◆ **Tasks for this exercise**:
[1] Answer these questions from the PC upgrade post:
(a) What graphics card is in the current PC?
(b) Which motherboard has the poster already selected?
(c) What minimum CPU speed does one of the older games require?
[2] Set down the PC upgrade post word for word from "I've already selected" to "DDR and DDRII.".

◆ **Text**:
Hello All,
I'm new here so please be gentle with me.
I'm in the market for upgrading my PC, but not in the orthodox way as I don't have alot of money. Plus I've not built a PC since 2004, so I am abit out of sorts!
I'll be buying used bits off eBay to keep costs down, I am aware I may get dud parts and am only doing this to keep costs down by paying £20 for CPU etc and it not working is a risk I'll have to take
My current spec'd PC is as follows:
AMD Athlon XP3000+ (Yes its goddamn slow)
1Gb DDR400
Asus A7N8X Mobo
160Gb HDD
Geforce FX5200 256Mb AGP 8x Graphics card.
Now I want to upgrade to an Intel dual core, I am either thinking a Pentium D 820, a Pentium Dual-Core 1.8GHz E2160 or a Core 2 Duo E4400. Now which is the fastest out of those in terms of usability, I'll be using older games. One of which has minimum requirements of a 1.7GHz CPU (its from 2006) and this is where I get confused as the Dual-Core and C2D are only 1.8GHz, will it run these games ok??
I've already selected a motherboard with is an ASrock 775Dual-VSTA, which allows me to 'upgrade' it in increments as it supports both PCIe and AGP aswell as DDR and DDRII.

◆ **Data listing**:
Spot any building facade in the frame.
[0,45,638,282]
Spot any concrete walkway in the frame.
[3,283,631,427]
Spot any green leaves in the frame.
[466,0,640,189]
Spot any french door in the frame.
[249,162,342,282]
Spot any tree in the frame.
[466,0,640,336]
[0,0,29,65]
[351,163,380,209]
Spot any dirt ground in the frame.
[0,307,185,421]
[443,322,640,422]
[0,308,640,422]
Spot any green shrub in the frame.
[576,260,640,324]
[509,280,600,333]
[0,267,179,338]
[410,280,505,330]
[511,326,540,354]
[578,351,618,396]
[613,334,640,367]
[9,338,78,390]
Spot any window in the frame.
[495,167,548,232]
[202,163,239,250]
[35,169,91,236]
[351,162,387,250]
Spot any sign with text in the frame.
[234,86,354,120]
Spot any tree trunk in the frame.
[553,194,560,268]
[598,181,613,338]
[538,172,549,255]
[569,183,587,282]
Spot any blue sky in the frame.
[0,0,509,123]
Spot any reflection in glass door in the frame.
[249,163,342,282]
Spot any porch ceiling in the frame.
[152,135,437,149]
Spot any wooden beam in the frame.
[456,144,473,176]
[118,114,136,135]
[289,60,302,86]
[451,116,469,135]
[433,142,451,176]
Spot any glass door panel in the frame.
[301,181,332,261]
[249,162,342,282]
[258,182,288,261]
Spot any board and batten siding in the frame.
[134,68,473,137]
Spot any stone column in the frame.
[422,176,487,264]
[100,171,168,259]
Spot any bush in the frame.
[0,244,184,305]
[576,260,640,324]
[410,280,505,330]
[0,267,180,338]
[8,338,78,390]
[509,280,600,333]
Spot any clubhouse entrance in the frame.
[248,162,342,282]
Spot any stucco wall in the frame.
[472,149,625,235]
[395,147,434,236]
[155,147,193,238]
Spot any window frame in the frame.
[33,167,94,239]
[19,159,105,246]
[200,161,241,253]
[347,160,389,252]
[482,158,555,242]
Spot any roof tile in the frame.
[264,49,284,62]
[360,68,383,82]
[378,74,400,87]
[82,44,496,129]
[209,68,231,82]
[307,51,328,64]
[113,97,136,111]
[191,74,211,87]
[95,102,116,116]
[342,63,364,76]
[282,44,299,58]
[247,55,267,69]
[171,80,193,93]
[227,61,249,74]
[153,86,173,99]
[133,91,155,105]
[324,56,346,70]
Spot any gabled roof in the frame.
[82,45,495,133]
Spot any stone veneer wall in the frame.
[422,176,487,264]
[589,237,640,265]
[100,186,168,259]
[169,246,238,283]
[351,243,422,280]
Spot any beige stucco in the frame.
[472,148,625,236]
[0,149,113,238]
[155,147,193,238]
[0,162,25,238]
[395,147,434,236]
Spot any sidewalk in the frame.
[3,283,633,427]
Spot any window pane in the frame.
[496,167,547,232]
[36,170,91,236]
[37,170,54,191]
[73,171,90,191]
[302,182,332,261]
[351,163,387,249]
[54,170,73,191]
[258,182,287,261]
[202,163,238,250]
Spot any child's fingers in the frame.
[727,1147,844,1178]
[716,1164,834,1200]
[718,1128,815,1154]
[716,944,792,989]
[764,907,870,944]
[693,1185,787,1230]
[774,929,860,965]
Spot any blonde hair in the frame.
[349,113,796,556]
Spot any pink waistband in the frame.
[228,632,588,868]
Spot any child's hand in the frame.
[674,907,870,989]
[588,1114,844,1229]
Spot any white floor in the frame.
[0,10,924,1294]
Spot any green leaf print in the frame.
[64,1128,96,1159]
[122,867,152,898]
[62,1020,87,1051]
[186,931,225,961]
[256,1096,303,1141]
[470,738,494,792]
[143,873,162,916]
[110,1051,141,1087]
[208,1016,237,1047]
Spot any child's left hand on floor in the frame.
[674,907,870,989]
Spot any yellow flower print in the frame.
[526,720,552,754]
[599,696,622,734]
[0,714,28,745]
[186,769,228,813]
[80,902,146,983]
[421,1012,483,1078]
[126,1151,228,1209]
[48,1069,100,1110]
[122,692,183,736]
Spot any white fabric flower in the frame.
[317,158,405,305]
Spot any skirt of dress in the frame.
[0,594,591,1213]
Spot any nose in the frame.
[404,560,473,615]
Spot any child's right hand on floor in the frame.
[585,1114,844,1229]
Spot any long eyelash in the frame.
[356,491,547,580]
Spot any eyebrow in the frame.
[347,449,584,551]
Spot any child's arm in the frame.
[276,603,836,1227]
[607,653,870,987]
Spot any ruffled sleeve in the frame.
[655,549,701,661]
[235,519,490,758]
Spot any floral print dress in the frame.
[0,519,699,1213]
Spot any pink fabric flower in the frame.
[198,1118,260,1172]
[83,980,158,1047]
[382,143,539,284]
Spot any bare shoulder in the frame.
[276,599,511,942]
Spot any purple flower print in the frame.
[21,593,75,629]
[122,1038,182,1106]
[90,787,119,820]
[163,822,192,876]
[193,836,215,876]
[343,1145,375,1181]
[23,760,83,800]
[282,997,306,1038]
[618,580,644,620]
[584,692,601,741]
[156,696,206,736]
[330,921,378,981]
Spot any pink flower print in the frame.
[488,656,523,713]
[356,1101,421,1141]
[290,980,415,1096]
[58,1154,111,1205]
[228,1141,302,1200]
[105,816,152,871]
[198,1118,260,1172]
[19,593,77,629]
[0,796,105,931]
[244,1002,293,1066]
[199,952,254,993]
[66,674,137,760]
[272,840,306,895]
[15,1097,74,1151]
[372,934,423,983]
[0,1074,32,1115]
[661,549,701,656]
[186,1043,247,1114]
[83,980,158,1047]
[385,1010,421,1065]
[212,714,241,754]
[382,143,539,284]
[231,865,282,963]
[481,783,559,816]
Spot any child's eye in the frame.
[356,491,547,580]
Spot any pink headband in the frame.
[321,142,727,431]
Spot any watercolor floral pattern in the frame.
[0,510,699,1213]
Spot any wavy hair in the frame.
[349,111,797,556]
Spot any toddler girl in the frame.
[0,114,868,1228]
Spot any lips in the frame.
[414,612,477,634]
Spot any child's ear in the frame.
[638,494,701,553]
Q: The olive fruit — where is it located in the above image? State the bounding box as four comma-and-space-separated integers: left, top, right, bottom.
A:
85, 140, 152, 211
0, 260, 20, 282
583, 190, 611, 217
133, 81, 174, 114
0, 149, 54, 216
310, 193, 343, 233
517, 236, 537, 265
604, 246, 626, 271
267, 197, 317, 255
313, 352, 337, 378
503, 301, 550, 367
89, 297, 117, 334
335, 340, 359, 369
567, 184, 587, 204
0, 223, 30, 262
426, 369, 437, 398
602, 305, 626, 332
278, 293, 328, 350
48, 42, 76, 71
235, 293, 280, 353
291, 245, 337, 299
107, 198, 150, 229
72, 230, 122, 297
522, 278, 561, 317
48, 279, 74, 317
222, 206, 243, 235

◆ **Answer set**:
[1]
(a) A Geforce FX5200 256Mb AGP 8x graphics card.
(b) An ASrock 775Dual-VSTA.
(c) A 1.7GHz CPU.

[2]
I've already selected a motherboard with is an ASrock 775Dual-VSTA, which allows me to 'upgrade' it in increments as it supports both PCIe and AGP aswell as DDR and DDRII.